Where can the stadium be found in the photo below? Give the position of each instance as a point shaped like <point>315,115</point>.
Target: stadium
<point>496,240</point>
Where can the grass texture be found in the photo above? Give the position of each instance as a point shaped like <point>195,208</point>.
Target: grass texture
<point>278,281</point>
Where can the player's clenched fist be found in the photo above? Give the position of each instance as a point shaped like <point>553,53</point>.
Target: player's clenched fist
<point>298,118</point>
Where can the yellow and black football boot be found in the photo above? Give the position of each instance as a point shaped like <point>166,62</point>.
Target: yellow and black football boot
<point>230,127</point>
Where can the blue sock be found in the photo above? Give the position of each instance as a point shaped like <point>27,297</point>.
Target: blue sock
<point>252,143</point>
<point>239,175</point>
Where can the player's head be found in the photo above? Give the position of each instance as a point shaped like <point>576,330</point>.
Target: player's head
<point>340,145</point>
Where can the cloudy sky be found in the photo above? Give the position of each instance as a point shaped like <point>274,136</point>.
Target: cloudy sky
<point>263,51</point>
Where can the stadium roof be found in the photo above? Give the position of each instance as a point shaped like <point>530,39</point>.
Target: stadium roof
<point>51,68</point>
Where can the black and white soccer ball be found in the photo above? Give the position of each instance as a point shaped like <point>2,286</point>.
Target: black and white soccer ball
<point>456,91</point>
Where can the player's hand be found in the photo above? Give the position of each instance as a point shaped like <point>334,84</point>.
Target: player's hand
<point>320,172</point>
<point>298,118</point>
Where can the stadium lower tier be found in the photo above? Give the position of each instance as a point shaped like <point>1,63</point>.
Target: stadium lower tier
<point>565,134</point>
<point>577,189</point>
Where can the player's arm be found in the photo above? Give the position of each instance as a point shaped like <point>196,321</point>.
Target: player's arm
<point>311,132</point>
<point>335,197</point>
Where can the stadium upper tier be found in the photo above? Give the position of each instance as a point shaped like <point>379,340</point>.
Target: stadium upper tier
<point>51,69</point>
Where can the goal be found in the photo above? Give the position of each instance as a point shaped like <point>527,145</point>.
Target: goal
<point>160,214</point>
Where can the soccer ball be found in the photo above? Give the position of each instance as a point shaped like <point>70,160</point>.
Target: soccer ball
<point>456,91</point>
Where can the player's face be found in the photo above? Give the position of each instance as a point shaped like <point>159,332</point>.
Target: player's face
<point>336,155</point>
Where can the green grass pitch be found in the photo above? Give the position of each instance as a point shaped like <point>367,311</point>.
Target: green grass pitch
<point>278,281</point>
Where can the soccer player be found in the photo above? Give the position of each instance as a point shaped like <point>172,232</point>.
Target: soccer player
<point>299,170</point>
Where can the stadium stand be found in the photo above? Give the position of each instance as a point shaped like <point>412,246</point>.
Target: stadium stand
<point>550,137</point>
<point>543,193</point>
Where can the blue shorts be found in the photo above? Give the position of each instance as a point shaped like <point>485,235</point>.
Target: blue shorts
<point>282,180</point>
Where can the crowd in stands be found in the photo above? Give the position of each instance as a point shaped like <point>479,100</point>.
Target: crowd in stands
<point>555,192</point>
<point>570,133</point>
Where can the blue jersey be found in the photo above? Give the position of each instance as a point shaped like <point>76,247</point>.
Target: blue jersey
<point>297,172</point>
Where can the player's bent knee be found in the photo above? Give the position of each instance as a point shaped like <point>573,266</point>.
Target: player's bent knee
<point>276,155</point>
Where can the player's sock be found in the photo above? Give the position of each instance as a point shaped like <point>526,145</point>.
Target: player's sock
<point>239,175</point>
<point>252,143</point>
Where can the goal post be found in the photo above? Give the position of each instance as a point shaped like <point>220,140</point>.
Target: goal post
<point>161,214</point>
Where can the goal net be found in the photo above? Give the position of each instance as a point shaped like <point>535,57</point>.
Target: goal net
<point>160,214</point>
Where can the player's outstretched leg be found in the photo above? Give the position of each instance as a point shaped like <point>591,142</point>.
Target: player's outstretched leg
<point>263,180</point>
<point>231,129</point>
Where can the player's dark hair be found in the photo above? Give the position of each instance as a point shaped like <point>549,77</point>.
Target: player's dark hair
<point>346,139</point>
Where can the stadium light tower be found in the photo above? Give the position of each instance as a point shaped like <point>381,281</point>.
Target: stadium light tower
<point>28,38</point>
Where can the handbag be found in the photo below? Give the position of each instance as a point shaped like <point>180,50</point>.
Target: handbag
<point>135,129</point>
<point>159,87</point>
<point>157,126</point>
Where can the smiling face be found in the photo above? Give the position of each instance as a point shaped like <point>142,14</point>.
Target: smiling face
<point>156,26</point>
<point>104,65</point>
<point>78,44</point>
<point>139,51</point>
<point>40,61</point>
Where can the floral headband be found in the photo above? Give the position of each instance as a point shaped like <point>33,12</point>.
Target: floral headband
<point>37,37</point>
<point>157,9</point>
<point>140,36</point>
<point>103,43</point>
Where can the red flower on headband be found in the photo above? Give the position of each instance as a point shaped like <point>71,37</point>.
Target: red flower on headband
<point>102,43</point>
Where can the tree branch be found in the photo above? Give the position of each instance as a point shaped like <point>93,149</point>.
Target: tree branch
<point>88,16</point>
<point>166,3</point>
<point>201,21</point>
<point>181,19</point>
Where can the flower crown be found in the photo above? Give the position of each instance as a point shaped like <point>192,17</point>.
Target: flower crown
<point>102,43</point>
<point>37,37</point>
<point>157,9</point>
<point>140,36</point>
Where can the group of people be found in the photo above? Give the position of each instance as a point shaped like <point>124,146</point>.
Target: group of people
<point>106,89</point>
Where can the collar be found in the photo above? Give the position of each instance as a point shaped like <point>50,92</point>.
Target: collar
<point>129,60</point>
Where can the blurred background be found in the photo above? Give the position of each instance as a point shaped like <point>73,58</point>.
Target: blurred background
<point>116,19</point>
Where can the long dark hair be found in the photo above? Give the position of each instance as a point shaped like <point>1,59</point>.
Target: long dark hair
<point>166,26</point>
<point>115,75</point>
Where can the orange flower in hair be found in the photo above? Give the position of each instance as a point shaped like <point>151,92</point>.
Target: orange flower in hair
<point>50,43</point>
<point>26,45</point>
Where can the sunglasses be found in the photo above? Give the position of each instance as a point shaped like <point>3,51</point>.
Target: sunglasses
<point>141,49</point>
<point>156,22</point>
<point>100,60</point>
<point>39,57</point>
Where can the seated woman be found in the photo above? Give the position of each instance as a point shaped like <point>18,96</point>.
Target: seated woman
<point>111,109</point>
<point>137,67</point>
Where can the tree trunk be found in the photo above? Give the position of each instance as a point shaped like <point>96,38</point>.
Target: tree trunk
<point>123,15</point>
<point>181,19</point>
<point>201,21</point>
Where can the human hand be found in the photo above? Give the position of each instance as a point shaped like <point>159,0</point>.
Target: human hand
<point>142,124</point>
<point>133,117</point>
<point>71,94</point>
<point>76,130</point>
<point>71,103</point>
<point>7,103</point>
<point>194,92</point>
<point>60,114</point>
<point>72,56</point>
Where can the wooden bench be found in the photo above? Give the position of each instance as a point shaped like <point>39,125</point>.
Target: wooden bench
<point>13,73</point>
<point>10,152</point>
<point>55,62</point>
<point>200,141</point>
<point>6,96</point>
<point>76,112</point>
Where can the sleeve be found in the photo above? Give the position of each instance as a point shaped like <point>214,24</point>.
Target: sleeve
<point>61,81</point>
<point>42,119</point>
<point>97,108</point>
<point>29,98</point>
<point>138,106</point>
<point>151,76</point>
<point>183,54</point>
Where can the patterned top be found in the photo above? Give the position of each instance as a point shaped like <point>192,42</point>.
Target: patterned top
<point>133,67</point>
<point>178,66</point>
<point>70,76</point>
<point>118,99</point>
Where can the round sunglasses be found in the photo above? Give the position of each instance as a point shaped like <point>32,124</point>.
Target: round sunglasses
● ● ●
(About this task) Within the material above, copy exactly the lines from the line that holds "Target: yellow and black football boot" up to and including the line that holds "Where can the stadium roof".

(Written response)
Target: yellow and black football boot
<point>230,127</point>
Where can the blue sock be found in the photo above? Give the position of each instance as a point shaped like <point>27,297</point>.
Target: blue sock
<point>252,143</point>
<point>239,175</point>
Where can the player's head be found in the photo above? Give the position of each instance as a point shaped like <point>576,330</point>.
Target: player's head
<point>340,145</point>
Where can the cloudy sky be found in the photo above? Give the position of each instance as a point shaped like <point>274,136</point>.
Target: cloudy sky
<point>263,51</point>
Where can the stadium roof be found in the photo above? Give the position of each instance as a point shaped like <point>530,39</point>.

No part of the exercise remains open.